[TESTO IN ESAME]
◆ ◆ ◆ ◆

Una scelta legata ai timori di una seconda ondata di coronavirus. Ora, per passare dalle parole ai fatti, serve una nuova delibera del Consiglio dei ministri, dopo quella del 31 gennaio 2020, pubblicata sulla Gazzetta Ufficiale del 1° febbraio 2020 n. 26, che aveva dichiarato per sei mesi lo «stato di emergenza in conseguenza del rischio sanitario connesso all’insorgenza di patologie derivanti da agenti virali trasmissibili».
L’avanzare esponenziale del coronavirus nel mondo e i casi di importazione dal Bangladesh, dove al 10 luglio si contano ben 115 contagi, ha spinto il Comitato tecnico scientifico e il ministero della Salute a invocare la proroga. Sotto la lente i casi di importazione che vengono sempre più filtrati negli scali aeroportuali e hanno spinto il ministro della Salute Roberto Speranza a bloccare ingresso e transito in Italia da 13 Paesi: Armenia, Bahrein, Bangladesh, Brasile, Bosnia Erzegovina, Cile, Kuwait, Macedonia del Nord, Moldova, Oman, Panama, Perù, Repubblica Dominicana. Il timore resta quello di una seconda ondata in autunno, alla quale mettere freno con dpcm e ordinanze per contenere subito eventuali focolai.

◆ ◆ ◆ ◆

[OBIETTIVO DEL COMPITO]
Rispondi in base al testo sulla proroga dello stato di emergenza.
(a) In quale numero e in quale data della Gazzetta Ufficiale è stata pubblicata la delibera del 31 gennaio 2020?
(b) Quanti contagi si contano in Bangladesh al 10 luglio?
(c) Da quanti Paesi il ministro della Salute ha bloccato ingresso e transito in Italia?
Per rispondere basta il solo testo in esame.

(Dati sulle espressioni referenziali)
◆ ◆ ◆ ◆

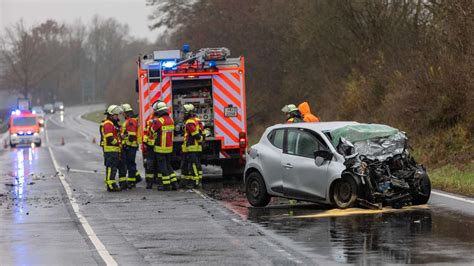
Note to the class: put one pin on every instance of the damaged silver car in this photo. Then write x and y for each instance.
(339, 163)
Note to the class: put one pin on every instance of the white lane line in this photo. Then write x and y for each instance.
(452, 197)
(103, 252)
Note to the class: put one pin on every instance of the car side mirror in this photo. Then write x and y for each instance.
(326, 155)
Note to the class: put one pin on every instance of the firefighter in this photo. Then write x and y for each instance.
(131, 139)
(306, 113)
(110, 142)
(151, 170)
(191, 149)
(293, 115)
(162, 128)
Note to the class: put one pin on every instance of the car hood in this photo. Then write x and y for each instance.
(375, 141)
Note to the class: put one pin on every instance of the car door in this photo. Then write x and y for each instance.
(270, 156)
(304, 177)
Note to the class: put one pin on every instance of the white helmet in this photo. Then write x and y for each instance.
(188, 108)
(289, 108)
(160, 106)
(127, 108)
(114, 109)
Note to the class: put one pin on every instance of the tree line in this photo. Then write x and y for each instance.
(406, 63)
(73, 63)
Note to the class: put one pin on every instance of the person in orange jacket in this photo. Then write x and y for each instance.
(306, 113)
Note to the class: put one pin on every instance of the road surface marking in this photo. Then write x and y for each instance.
(103, 252)
(452, 197)
(357, 211)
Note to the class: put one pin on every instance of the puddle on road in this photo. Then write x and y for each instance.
(417, 234)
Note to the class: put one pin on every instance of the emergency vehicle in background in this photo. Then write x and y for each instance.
(24, 128)
(215, 84)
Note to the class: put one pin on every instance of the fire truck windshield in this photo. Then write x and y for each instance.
(24, 121)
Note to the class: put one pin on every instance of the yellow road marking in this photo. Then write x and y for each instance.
(358, 211)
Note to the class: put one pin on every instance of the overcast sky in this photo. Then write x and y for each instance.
(132, 12)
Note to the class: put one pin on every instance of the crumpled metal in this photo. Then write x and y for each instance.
(381, 148)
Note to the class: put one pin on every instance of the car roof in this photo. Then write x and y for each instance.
(317, 126)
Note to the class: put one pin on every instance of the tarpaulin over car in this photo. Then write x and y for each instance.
(360, 132)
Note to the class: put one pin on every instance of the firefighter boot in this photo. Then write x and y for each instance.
(174, 185)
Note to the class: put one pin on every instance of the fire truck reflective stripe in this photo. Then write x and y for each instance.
(223, 92)
(221, 104)
(236, 76)
(238, 123)
(229, 121)
(226, 77)
(225, 87)
(223, 128)
(153, 91)
(224, 155)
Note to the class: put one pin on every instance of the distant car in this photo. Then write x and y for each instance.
(58, 106)
(48, 108)
(317, 162)
(24, 128)
(38, 110)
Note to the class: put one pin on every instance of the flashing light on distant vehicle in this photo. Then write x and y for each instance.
(168, 64)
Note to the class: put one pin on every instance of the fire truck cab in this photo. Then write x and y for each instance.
(215, 84)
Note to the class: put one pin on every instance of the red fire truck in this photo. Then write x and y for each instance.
(215, 84)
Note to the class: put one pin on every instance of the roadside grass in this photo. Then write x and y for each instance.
(455, 179)
(96, 116)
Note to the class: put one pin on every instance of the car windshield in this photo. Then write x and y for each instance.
(24, 121)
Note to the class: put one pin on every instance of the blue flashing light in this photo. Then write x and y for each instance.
(168, 64)
(186, 48)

◆ ◆ ◆ ◆

[LA RISPOSTA]
(a) Nel n. 26 del 1° febbraio 2020.
(b) 115 contagi.
(c) Da 13 Paesi.